▸ Input material:
-- -- --
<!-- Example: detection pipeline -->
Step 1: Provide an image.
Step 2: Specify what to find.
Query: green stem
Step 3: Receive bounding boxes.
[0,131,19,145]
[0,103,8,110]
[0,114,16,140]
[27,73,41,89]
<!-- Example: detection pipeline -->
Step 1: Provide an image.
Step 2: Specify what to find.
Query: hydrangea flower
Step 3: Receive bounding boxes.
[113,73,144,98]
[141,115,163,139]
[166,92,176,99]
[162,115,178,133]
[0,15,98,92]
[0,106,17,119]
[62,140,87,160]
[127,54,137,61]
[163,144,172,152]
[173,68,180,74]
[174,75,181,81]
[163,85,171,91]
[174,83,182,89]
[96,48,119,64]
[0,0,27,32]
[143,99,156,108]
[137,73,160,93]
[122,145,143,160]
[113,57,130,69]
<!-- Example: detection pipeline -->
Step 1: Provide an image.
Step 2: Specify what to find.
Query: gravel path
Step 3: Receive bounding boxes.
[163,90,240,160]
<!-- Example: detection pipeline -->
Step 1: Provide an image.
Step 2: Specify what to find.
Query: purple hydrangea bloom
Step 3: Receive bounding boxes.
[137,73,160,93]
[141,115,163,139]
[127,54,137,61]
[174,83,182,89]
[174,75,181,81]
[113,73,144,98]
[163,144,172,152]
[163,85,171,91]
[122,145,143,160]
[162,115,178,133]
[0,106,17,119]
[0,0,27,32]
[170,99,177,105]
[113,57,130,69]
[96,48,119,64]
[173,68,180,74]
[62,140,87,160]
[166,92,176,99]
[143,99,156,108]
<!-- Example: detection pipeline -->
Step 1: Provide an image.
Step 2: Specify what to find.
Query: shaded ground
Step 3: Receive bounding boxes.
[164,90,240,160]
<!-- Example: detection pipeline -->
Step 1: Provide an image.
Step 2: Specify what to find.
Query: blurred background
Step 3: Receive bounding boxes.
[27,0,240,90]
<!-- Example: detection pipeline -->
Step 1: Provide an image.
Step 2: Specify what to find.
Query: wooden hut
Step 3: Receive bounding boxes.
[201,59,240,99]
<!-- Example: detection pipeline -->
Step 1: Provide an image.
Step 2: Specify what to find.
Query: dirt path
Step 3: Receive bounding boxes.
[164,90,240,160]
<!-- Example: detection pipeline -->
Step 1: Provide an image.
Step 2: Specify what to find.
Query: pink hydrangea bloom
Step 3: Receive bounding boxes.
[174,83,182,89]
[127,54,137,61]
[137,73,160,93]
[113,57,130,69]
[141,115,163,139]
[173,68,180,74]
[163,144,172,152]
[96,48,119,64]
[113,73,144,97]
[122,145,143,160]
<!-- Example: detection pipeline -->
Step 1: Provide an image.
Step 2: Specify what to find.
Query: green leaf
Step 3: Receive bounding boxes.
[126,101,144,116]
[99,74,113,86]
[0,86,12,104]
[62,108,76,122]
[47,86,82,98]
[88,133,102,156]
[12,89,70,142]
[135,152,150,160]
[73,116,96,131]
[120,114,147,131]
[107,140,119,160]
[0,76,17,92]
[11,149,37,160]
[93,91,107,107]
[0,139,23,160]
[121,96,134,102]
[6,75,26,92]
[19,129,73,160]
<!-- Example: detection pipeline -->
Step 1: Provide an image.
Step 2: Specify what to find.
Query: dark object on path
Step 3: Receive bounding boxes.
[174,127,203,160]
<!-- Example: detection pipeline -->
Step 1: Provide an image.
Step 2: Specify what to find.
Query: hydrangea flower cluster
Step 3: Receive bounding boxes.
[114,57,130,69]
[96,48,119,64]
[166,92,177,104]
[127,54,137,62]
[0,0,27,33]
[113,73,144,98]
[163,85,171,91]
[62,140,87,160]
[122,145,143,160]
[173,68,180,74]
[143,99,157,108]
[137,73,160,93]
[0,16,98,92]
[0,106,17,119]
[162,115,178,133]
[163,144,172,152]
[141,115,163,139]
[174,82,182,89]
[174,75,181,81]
-- -- --
▸ Task prompt: List each line in the material above that contains the word "bloom".

▸ Completed task:
Query: purple hydrangea bloom
Query: pink hydrangea bloom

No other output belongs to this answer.